> SHORT PROBLEM
Count the lines in the data below that contain the string "black", treating case as significant, and reply with only that number.

[Excerpts from point annotation data]
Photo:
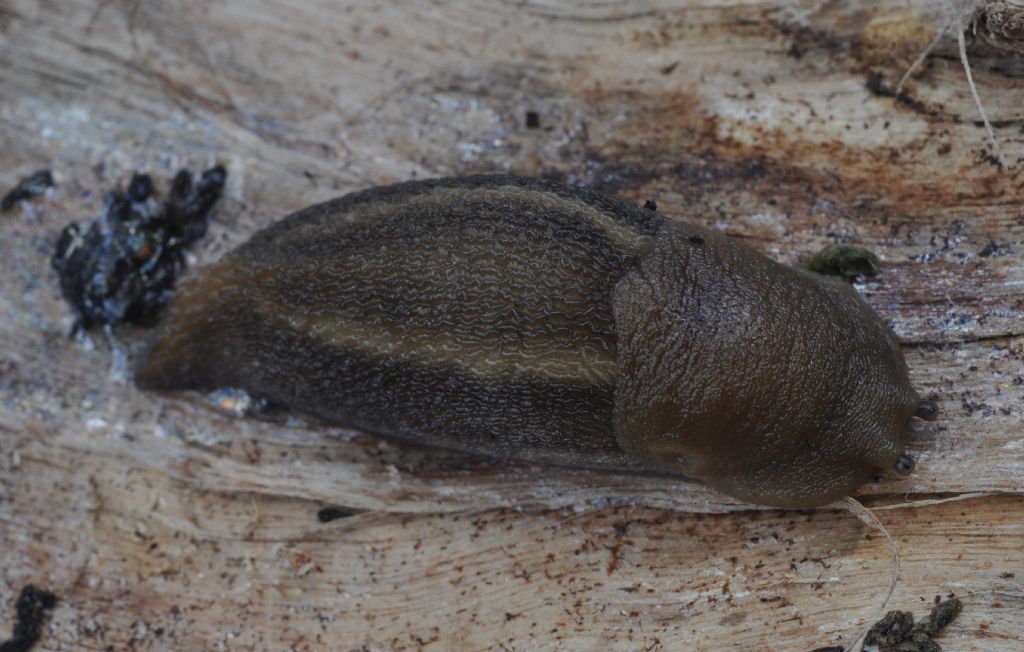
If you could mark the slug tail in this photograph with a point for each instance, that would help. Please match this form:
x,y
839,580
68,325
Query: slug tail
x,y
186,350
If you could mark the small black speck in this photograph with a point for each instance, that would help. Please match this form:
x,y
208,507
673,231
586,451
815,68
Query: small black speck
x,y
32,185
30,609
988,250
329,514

==

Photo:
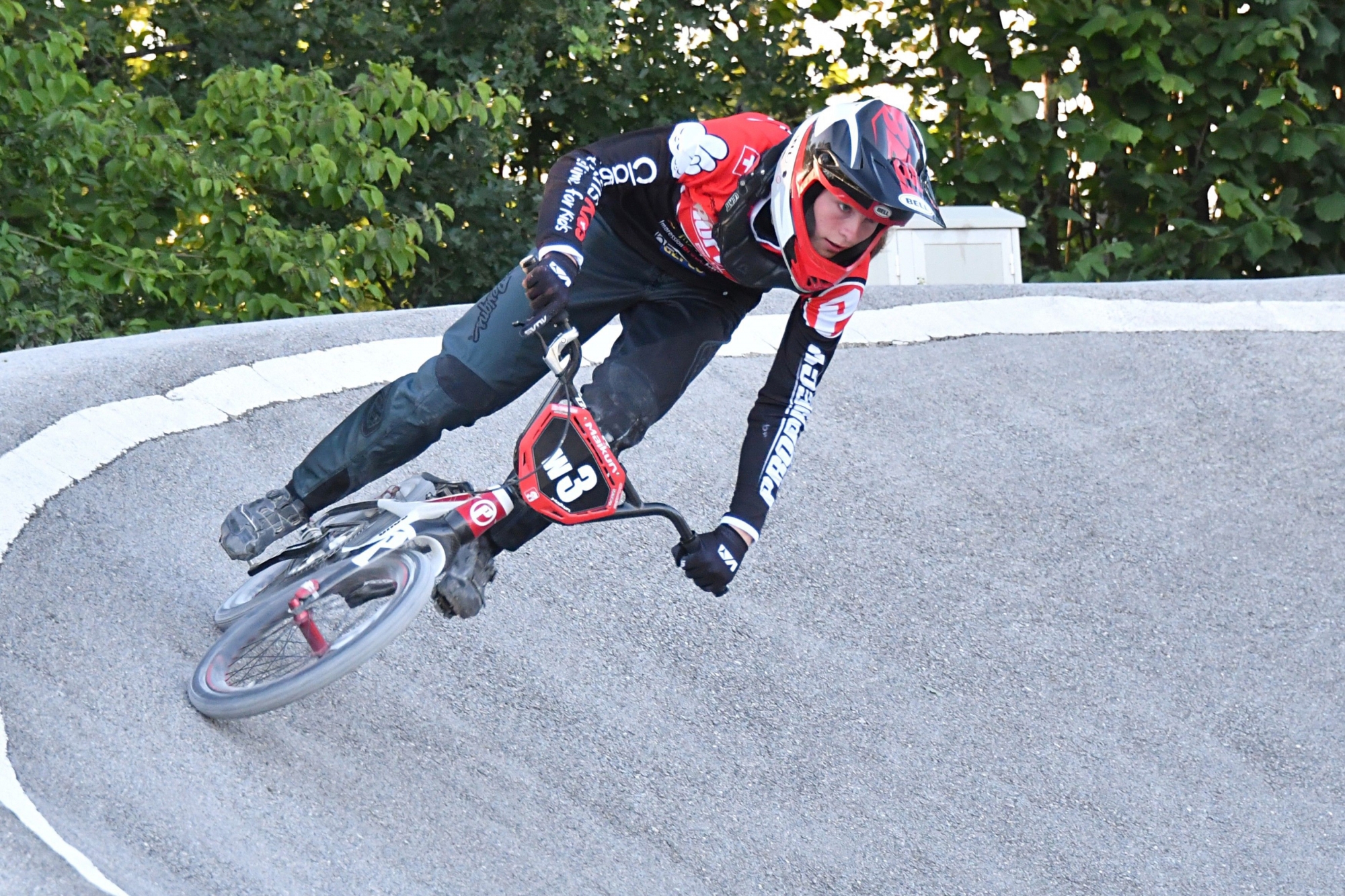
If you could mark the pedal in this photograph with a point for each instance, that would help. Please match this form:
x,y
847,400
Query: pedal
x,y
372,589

> SOLUTION TO THE PROBLEM
2